Work order: Your response should give back each record exactly, word for word.

(Records supplied)

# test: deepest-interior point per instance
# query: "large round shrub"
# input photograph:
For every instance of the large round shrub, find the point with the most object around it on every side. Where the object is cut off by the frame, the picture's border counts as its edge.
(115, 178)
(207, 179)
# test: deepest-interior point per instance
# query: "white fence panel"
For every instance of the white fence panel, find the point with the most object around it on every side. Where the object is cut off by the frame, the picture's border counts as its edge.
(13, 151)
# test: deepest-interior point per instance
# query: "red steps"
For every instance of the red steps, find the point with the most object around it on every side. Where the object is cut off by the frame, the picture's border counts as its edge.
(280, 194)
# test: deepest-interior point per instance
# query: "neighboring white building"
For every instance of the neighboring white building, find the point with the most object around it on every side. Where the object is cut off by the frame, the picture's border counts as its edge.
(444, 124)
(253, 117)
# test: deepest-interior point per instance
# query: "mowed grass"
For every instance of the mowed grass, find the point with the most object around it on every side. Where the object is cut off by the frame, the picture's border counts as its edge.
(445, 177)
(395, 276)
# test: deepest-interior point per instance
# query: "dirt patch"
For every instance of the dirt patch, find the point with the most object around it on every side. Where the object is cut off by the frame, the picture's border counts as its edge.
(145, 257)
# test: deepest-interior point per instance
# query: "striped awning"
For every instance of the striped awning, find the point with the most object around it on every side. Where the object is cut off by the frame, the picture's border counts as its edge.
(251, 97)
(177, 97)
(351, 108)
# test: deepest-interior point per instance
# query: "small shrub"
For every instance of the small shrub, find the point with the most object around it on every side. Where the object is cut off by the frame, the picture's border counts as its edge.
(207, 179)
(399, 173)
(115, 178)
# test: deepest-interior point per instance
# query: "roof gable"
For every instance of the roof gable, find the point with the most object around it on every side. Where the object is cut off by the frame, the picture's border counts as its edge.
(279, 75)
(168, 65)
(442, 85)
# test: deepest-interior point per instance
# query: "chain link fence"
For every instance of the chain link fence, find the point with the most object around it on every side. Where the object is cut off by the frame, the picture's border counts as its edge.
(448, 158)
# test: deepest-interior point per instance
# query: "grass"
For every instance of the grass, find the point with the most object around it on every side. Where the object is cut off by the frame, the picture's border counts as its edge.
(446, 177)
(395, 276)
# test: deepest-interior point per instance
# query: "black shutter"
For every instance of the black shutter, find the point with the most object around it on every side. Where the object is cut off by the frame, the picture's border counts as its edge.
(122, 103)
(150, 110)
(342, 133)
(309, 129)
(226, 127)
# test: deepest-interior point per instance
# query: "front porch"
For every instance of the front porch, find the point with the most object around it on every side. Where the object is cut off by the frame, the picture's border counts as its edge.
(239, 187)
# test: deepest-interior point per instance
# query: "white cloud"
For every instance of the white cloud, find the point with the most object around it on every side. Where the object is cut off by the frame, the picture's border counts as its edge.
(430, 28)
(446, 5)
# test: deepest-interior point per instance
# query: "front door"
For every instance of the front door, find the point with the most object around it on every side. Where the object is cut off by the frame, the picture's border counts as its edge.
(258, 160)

(End Records supplied)

Result for this task:
# test: deepest-interior point per instance
# query: "large round shrub"
# input photograph:
For every instance of the large round shrub, find the point with the most object around it on every side. Where the object is cut off by the frame, the picture's border counts as its edge.
(115, 178)
(207, 179)
# test: deepest-interior point per instance
# query: "white fence panel"
For every instance of the white fence panel, find the point with the most object around it on every side. Where the object is cut off by the frame, the picture's border counts as its edge.
(13, 151)
# test: deepest-interior point per instance
# query: "red steps"
For every instance of the red steps, find the point with the most object around it on every side. Where the object is cut off by the frame, the picture's border counts as its edge.
(280, 194)
# test: deepest-interior point per instance
# query: "neighboring white building"
For every instance of the neighboring white building, find the point with the most object around it on every side. Where the object is cut off by the frame, the picture's border counts as its edge.
(444, 124)
(253, 117)
# test: deepest-interior point per instance
# query: "mowed grass"
For every instance of the mowed grass, find the point with the most object around it on every side. Where the object is cut off by the frame, the picture's border counts as its edge.
(445, 177)
(395, 276)
# test: deepest-interior point per instance
# query: "dirt patch"
For every instance of the dirt patch, find the point with the most object around it on every side. Where the object is cut off by the frame, the picture's border counts as its edge.
(145, 257)
# test: deepest-interior point per instance
# query: "striped awning"
For every instance of the striped awning, find the point with the most object around it on every side. Where the object is cut off by the frame, the picture's border counts as its edge.
(251, 97)
(177, 97)
(351, 108)
# test: deepest-interior point per instance
# query: "small shrub"
For every instance of the small shrub, find the point with the most object around it on every side. Where the object is cut off by the frame, the picture's border counts as its edge.
(207, 179)
(399, 173)
(115, 178)
# test: deepest-interior point per instance
# query: "roof gable"
For every instance of the roof gable, find the point with the most object around it on every side. Where the object is cut off by the frame, the picture's border counts as its edge.
(279, 75)
(168, 65)
(442, 85)
# test: deepest-interior point per instance
# query: "chain link fence"
For every instance of the chain link fence, find the point with the most object around it on every side. Where the object is cut off by the frame, the picture's border counts as its edge.
(448, 158)
# test: deepest-interior point per instance
# query: "grass"
For every instance of the grass, find the point with the most object around it on every side. Where the object is cut off by the frame, the picture's border counts as its edge.
(446, 177)
(395, 276)
# test: deepest-interior point per instance
# query: "black shutter"
For every instance of the black shutter, find the point with the most object around it on every side. Where the object is cut off by the frame, the picture's border counts as its edge.
(122, 103)
(150, 110)
(342, 133)
(309, 129)
(226, 127)
# test: deepest-interior point per instance
# query: "front porch"
For every instance of the front porch, find the point with the most object around it on every side. Where the object is cut off by the frame, the picture's border counts as its edge.
(239, 187)
# test: deepest-interior point per instance
# query: "white cloud"
For every instance of the white cloud, find the point with the most object around it on every side. Where the object is cut off by the frame, the picture's border counts as its edge.
(430, 28)
(446, 5)
# test: deepest-interior point per instance
# query: "front door"
For every instance of the front door, find the point with the most object around it on every side. Where the object is cut off by the frame, the picture's border counts as its edge.
(258, 160)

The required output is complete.